Rewrite all the items below, replacing "screenshot" with "image" everywhere it occurs and leaving everything else unchanged. Omit the pictures from your answer.
********
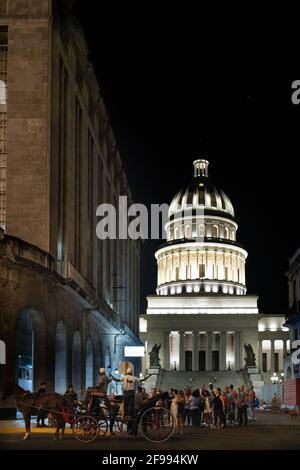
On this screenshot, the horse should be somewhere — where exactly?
[2,383,74,440]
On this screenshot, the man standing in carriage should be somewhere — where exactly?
[110,367,152,434]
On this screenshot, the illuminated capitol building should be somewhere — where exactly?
[140,159,290,394]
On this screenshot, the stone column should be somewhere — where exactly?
[179,331,185,370]
[192,331,199,370]
[220,331,227,370]
[234,331,241,370]
[164,331,170,370]
[271,339,275,373]
[282,339,287,358]
[257,339,262,370]
[206,331,212,370]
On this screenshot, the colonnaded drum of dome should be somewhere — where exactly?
[140,158,289,398]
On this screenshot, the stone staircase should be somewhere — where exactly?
[146,369,251,391]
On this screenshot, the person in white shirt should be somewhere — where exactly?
[112,368,151,434]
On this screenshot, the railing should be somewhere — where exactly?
[158,237,245,250]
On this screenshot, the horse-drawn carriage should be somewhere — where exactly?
[72,391,176,442]
[1,384,176,442]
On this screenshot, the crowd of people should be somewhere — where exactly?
[37,368,256,434]
[145,383,256,434]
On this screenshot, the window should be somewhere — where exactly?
[212,225,219,238]
[185,225,192,238]
[199,186,205,205]
[210,191,217,207]
[199,264,205,279]
[213,264,218,279]
[198,224,205,237]
[262,353,268,372]
[274,353,279,372]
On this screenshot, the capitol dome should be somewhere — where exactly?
[169,160,234,219]
[155,159,247,295]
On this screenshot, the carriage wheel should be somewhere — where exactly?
[98,418,108,437]
[139,406,176,442]
[72,416,99,442]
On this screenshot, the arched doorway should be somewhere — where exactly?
[55,321,67,393]
[72,331,81,394]
[85,338,94,387]
[16,310,34,392]
[285,367,292,379]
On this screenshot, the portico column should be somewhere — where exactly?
[257,339,262,370]
[220,331,227,370]
[179,331,185,370]
[192,331,199,370]
[234,331,241,370]
[271,339,275,373]
[206,331,212,370]
[282,339,287,357]
[164,331,170,370]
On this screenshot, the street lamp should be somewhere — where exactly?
[271,372,279,384]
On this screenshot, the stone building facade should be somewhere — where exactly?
[140,159,290,396]
[0,0,140,398]
[284,248,300,379]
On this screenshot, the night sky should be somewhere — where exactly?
[73,1,300,314]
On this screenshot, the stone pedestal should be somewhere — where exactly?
[144,367,161,391]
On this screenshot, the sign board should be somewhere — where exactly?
[124,346,145,357]
[283,379,300,406]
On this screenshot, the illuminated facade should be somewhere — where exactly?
[140,159,289,391]
[0,0,140,404]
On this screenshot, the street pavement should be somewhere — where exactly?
[0,411,300,451]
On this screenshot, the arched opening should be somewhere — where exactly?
[55,321,67,393]
[286,367,292,379]
[72,331,81,393]
[212,225,219,238]
[85,338,94,387]
[0,80,6,104]
[198,224,205,237]
[16,310,34,392]
[184,225,192,238]
[0,339,6,365]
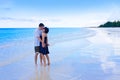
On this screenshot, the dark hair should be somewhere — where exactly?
[44,27,49,33]
[39,23,45,27]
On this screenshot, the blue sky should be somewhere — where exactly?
[0,0,120,27]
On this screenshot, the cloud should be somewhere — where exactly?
[0,17,34,22]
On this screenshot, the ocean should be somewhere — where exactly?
[0,28,120,80]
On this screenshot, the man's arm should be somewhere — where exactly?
[37,37,42,42]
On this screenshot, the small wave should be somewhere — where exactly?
[49,30,96,45]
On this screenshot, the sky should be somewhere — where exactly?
[0,0,120,28]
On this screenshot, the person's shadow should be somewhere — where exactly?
[35,66,51,80]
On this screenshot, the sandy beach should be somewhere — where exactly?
[0,28,120,80]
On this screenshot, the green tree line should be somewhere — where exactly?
[99,21,120,27]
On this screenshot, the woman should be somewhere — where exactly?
[40,27,50,66]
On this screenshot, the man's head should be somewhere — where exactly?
[39,23,45,30]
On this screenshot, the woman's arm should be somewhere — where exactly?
[47,37,49,46]
[42,33,45,47]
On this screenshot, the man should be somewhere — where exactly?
[35,23,44,65]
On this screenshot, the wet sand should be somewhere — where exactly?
[0,28,120,80]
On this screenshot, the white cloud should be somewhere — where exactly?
[0,7,120,27]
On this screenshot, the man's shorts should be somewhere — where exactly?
[35,46,40,53]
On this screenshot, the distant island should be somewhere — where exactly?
[99,21,120,28]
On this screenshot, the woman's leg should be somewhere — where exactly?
[40,53,42,65]
[46,54,50,65]
[41,54,46,66]
[35,52,39,65]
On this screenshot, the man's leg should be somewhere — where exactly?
[46,54,50,65]
[41,54,46,66]
[40,53,42,65]
[35,52,39,65]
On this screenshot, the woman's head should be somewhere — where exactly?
[43,27,49,34]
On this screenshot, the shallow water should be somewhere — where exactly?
[0,28,120,80]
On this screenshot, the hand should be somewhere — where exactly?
[47,44,50,46]
[42,43,45,47]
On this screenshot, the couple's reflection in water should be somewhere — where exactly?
[34,66,52,80]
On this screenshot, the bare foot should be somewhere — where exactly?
[48,62,50,66]
[44,64,46,67]
[40,63,43,66]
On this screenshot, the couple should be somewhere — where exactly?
[35,23,50,66]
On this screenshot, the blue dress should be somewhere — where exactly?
[40,36,49,55]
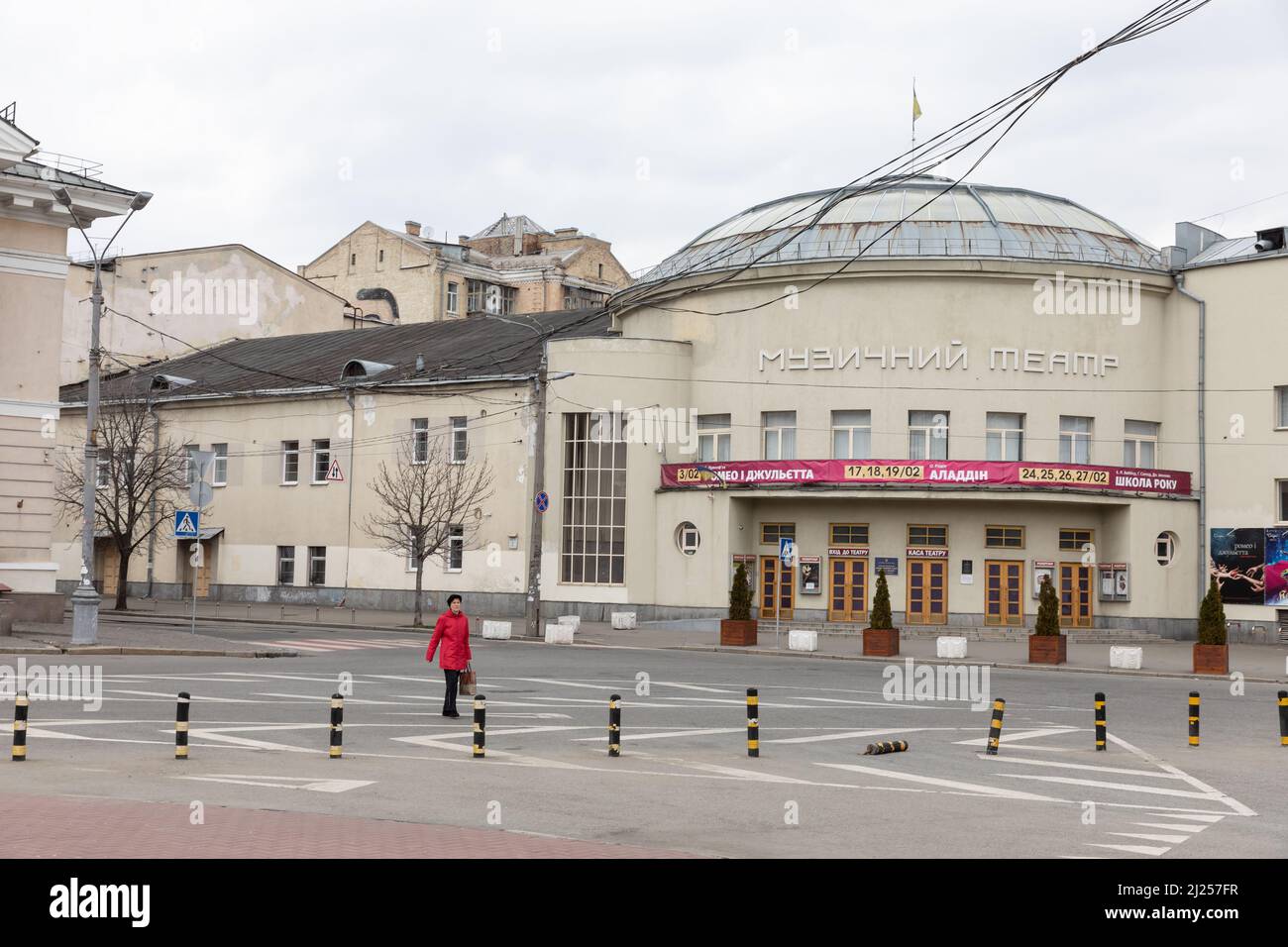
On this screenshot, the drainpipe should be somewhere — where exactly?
[1176,273,1208,600]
********
**Solution to this exercise**.
On this image, the horse should be somewhere — where exactly?
[2,383,74,440]
On this image, the man standing in carriage should be somewhere — where exactly?
[110,367,152,434]
On this image, the illuminated capitol building should be somewhere — where exactly?
[140,159,290,394]
On this image, the stone column should be somewhere — where exactly?
[179,331,185,370]
[192,331,199,370]
[220,331,227,370]
[234,331,241,370]
[164,331,170,370]
[271,339,275,373]
[282,339,287,358]
[257,339,262,370]
[206,331,212,370]
On this image, the colonnaded drum of dome should be somewhere — where exactly?
[140,158,289,398]
On this image, the stone staircase should be somewhere — where exactly?
[146,369,251,391]
On this image, the person in white shirt should be somewhere — where exactly?
[112,368,151,434]
On this image, the railing should be somewhere — where exactly?
[158,237,245,250]
On this image, the horse-drawn carriage should be somewhere — where exactly?
[72,391,176,442]
[1,384,176,442]
On this image, the crowd of people should be somewhere — where exactly?
[37,368,256,434]
[145,383,256,434]
On this image, the window should be somewhere — where exactly?
[212,225,219,238]
[185,225,192,238]
[199,186,205,205]
[210,191,217,207]
[199,264,205,279]
[213,264,218,279]
[198,224,205,237]
[262,353,268,372]
[274,353,279,372]
On this image, the capitol dome should be somewhere — where exactly?
[169,160,234,219]
[155,159,247,295]
On this image, the carriage wheel should be somewhere — where exactly?
[98,418,108,437]
[139,406,176,442]
[72,416,99,442]
On this image, the arched doorway should be somewhere — where exactly?
[55,321,67,393]
[72,331,81,394]
[85,338,94,387]
[16,310,34,392]
[285,367,292,379]
On this image, the portico column should be somewhere — where exactly?
[257,339,262,370]
[220,331,227,370]
[179,331,185,370]
[192,331,199,370]
[234,331,241,370]
[271,339,275,373]
[206,331,212,370]
[282,339,287,357]
[164,331,170,370]
On this image, the street lamp should be somewhere — where exactly?
[271,372,279,384]
On this image, the stone building facade should be somewhere — where exactly?
[140,159,290,396]
[0,0,140,398]
[284,248,300,379]
On this image, the night sky should be somewhere — where exactly?
[73,1,300,314]
On this image, the stone pedestal should be somewhere — where exactly?
[144,367,161,391]
On this image, the sign board should be somewhere — where exactly?
[124,346,145,357]
[283,379,300,406]
On this image, the illuminated facade should be somewhere — where exactly?
[140,159,289,391]
[0,0,140,404]
On this image, the street pavement should be somewhere — where exactly?
[0,411,300,451]
On this image, the arched opening should be somewhere — where exactly?
[55,321,67,393]
[286,367,292,379]
[72,331,81,393]
[212,225,219,238]
[85,338,94,387]
[0,80,6,104]
[198,224,205,237]
[16,310,34,392]
[184,225,192,238]
[0,339,6,365]
On this image, the dark hair should be somewhere — where exactly?
[44,27,49,33]
[39,23,45,27]
On this image, the blue sky should be somewhere — where exactly?
[0,0,120,27]
On this image, the cloud should be somewhere — where exactly?
[0,17,34,22]
On this image, the ocean should be somewhere — where exactly?
[0,28,120,80]
On this image, the man's arm should be somewhere — where exactly?
[37,37,42,42]
On this image, the small wave should be somewhere — where exactly?
[49,30,96,45]
On this image, the sky should be somewhere — where exactly?
[0,0,120,28]
On this image, the person's shadow should be somewhere — where exactly?
[35,66,51,80]
On this image, the sandy beach should be somewhere — where exactly?
[0,28,120,80]
On this image, the green tree line should be somewhere — where exactly?
[99,21,120,27]
On this image, the woman should be somewhere — where exactly?
[40,27,50,66]
On this image, the man's head should be somewhere — where exactly?
[39,23,45,30]
On this image, the woman's arm should be somewhere — where exactly?
[47,37,49,46]
[42,33,45,47]
On this image, the man should be somewhere — where exactly?
[35,23,44,65]
On this image, the wet sand should be somewhere — where exactly?
[0,28,120,80]
On this image, the white cloud should be somewhere — where exactly?
[0,7,120,27]
On this image, the man's shorts should be somewhere — where exactly?
[35,46,40,53]
On this image, the distant island should be somewhere — where exactly?
[99,21,120,28]
On this image, the woman's leg should be somewhere — where exactly?
[40,53,42,65]
[46,54,50,65]
[41,54,46,66]
[35,52,39,65]
On this image, the man's leg should be somewhere — where exactly?
[46,54,50,65]
[41,54,46,66]
[40,53,42,65]
[35,52,39,65]
On this image, the woman's head should be somewhere — where exactly?
[43,27,49,34]
On this image, the shallow water should be somewhere — where exactly?
[0,28,120,80]
On this image, the hand should be somewhere — where exactly?
[47,44,50,46]
[42,43,45,47]
On this image, the couple's reflection in water should be somewhere — where exactly?
[34,66,52,80]
On this image, the bare foot should be somewhere — where exactly?
[48,62,50,66]
[44,64,46,67]
[40,63,43,66]
On this image, the couple should be somewhere — where exactly?
[35,23,50,66]
On this image, the blue dress should be somewhere — where exactly?
[40,36,49,55]
On this image, the drainpipe should be somewhere — where exactly?
[1176,273,1208,600]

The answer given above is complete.